WHAT NEEDS TO BE DONE:
Would you please transcribe, exactly as written, the lines of the entries below starting at the one that holds "find the jagged rock ridge in the photo above" and ending at the one that holds "Query: side window", both included?

---

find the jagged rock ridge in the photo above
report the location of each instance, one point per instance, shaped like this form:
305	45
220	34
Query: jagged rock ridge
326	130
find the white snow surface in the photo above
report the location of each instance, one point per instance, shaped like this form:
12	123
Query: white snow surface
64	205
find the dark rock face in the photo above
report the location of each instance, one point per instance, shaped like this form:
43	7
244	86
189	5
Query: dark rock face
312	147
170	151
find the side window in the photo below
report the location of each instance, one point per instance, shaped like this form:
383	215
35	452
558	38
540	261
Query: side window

---

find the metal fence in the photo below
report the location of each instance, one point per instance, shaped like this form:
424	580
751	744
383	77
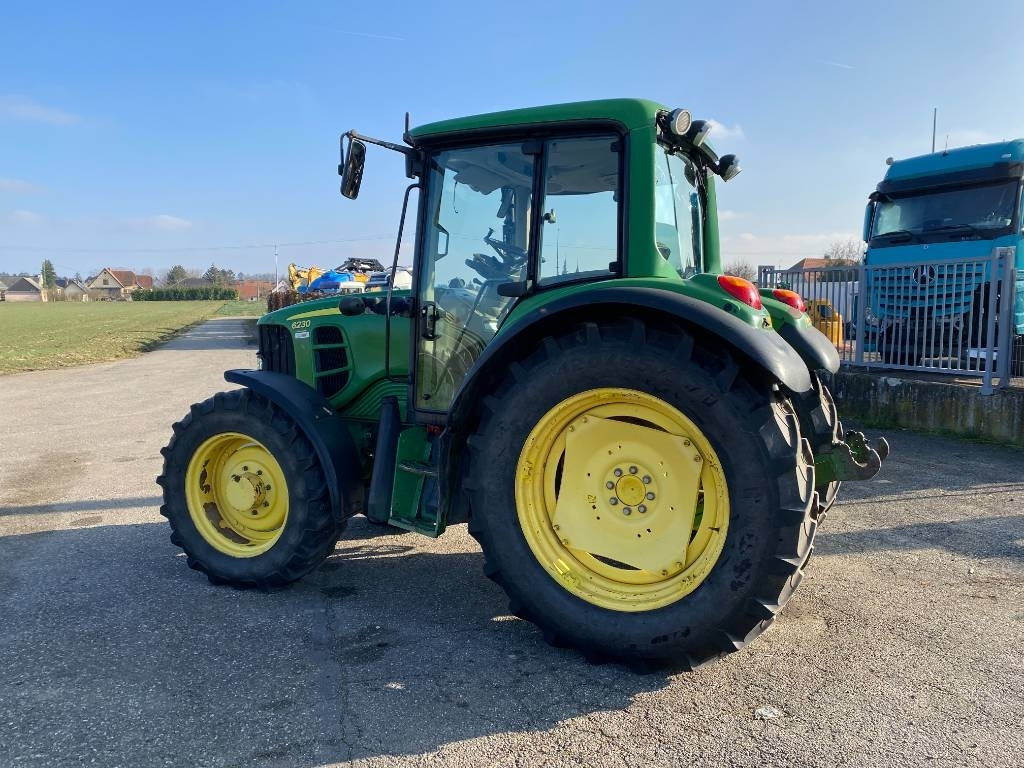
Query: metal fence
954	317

---

ANSWER AREA:
find the jagged rock ridge in the photo above
report the location of each instance, one point per instance, shaped like this form:
305	45
220	34
Query: jagged rock ridge
326	130
find the white snow surface in the photo above
report the location of each instance, one point per instance, shaped like this form:
12	123
Query: white snow surface
64	205
find the dark rock face in the photo above
report the location of each instance, one point per instance, shaped like this form:
43	7
244	86
189	5
Query: dark rock face
312	147
170	151
find the side window in the photo below
report the location of each instance, one point per instance, shaped like this form:
383	215
35	452
558	38
540	261
Query: side window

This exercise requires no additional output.